* **Problem requirements**
Reproduce only the lines of the source data from the first line through the line containing "[713,194,730,219]", swapping "dormer window" for "attic window" and leaving everything else unchanged.

Source data:
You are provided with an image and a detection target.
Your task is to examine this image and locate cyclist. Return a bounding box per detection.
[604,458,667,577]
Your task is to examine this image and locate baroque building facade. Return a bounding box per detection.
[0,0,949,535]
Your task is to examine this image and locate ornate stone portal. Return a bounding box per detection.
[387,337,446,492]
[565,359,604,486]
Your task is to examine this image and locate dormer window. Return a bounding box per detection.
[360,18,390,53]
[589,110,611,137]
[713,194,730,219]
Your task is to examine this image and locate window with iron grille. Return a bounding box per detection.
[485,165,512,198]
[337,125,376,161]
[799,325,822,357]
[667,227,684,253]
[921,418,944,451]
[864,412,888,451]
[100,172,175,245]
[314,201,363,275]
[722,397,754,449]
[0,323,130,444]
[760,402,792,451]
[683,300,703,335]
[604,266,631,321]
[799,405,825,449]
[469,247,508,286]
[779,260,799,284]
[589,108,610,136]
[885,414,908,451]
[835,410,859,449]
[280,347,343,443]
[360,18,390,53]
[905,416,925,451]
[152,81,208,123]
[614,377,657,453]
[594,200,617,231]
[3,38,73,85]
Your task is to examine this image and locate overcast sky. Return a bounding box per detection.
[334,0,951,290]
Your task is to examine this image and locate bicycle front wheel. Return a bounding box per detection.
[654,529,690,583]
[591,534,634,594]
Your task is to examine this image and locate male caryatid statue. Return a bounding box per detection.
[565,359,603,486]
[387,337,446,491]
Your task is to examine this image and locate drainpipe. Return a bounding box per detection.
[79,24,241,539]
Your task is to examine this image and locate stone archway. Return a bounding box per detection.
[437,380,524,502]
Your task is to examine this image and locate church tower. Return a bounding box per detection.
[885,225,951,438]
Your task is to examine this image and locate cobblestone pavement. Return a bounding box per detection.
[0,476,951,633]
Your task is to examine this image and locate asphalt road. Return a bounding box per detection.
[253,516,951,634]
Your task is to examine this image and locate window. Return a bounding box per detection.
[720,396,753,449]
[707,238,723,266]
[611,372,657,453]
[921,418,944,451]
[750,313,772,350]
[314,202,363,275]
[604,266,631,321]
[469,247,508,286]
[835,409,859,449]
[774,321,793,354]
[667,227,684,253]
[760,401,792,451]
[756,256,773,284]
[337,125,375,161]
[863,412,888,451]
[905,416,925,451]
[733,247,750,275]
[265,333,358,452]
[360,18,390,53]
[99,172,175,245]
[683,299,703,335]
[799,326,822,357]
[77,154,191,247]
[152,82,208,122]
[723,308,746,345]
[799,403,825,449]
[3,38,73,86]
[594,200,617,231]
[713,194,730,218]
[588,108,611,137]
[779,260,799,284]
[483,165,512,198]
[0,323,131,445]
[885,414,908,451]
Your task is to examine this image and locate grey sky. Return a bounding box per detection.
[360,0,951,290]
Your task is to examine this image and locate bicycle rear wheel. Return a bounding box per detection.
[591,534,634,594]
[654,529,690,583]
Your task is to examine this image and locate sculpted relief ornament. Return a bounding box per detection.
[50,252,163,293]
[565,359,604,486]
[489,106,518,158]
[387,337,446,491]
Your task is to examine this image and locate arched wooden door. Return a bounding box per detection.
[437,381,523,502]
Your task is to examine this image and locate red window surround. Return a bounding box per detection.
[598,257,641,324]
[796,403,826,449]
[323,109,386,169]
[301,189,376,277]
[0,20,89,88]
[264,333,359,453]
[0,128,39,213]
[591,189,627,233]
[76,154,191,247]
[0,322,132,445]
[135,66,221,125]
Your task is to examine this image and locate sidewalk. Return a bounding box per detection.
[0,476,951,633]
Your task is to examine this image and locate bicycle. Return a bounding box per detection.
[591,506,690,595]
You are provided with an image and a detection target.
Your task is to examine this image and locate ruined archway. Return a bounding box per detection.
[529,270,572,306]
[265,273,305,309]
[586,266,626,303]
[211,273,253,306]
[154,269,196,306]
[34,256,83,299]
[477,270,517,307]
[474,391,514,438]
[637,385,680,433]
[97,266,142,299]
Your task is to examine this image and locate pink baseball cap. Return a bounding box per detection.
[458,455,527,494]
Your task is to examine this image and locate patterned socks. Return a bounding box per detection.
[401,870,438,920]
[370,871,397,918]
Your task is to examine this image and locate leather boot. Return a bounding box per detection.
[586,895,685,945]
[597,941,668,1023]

* **Complete response**
You are provided with an image and a detection target.
Your task is to examine this image and locate cyclist. Return a bounding box per detection.
[604,458,667,577]
Your task is to examine this image and locate baroque building facade. Return a bounding box per detection.
[0,0,949,535]
Your task is to examine this image and locate ornate stone portal. Return a bounding box per detection.
[387,337,446,492]
[565,359,604,486]
Your task is to examine this image and locate attic window. Return a bounding box per detection.
[360,18,390,53]
[589,110,611,137]
[713,194,730,219]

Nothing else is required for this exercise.